- _Reading text_:

◆ ◆ ◆ ◆

Single by Maggie Rogers
- Released: September 20, 2017
- Genre: Pop
- Length: 3:51
- Label: Debay; Capitol;
- Songwriters: Maggie Rogers; Andrew Seltzer; Doug Schadt;
- Producers: Rogers; Seltzer; Schadt;

Maggie Rogers singles chronology
| "On + Off" (2017) | "Split Stones" (2017) | "Fallingwater" (2018) |

Music video
- "Split Stones" on YouTube

= Split Stones =

2017 song by Maggie Rogers

"Split Stones" is a song by American singer-songwriter Maggie Rogers. It was written and produced by Rogers, Andrew Seltzer and Doug Schadt. The song was released on September 20, 2017, through Debay Sounds and Capitol Records.

◆ ◆ ◆ ◆

- _Data_:
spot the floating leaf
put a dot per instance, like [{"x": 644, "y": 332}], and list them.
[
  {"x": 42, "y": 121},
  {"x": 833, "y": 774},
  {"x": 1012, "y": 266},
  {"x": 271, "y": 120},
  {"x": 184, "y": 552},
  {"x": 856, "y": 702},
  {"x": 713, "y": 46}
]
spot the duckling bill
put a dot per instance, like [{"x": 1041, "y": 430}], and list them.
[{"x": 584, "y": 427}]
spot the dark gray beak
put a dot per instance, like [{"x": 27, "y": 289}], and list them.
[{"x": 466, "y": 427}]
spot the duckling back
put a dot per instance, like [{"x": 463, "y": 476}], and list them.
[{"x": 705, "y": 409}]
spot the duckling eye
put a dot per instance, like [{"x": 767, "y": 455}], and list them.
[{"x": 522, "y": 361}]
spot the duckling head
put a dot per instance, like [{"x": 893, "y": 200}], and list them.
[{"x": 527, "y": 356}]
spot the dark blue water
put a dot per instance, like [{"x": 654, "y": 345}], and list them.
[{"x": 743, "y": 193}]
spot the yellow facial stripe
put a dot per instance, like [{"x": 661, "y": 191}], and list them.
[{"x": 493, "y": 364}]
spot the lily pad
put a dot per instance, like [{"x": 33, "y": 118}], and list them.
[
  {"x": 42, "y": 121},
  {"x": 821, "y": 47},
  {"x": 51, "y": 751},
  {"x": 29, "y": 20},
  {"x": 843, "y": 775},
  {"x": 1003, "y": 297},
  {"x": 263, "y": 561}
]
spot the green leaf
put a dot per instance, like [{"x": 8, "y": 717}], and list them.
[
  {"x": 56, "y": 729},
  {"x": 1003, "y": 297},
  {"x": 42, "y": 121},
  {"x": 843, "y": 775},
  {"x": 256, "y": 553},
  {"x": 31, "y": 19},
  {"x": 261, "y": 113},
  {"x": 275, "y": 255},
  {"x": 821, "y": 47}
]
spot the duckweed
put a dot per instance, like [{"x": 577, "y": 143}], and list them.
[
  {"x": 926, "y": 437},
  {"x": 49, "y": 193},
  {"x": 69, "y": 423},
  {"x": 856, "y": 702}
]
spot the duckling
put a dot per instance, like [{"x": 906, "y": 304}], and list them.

◆ ◆ ◆ ◆

- _What is expected_: Extend the text about the song "Split Stones" by Maggie Rogers, starting right after its final sentence.

- _Result of the task_:
==Background==
Rogers has performed the song live on tour and the festival circuit in the summer. She collaborated with The North Face to promote the single, in conjunction with the release of the Ventrix jacket. Fans are able to unlock the song through a digital experience using their mobile devices. She explained the inspiration behind the song in a commercial for the advertising campaign: "I took the first sound samples for 'Split Stones' on a month-long backpacking trip in Oregon during the summer of 2013; I've been collecting samples and piecing the song together in bedroom studios and trails ever since. I'm super excited about combining the two things I love-technology and the environment-to create a way that people can hear the song, but also feel a little bit a part of the action and process that inspired it." Rogers wrote in a handwritten note she shared on social media that "Split Stones" is "a parting gift" and "a song I made in college and have held onto for a while – one I've had so much fun playing live this year for all of you. This is me saying goodbye for a little while. Here's to the end of the beginning and the start of everything else."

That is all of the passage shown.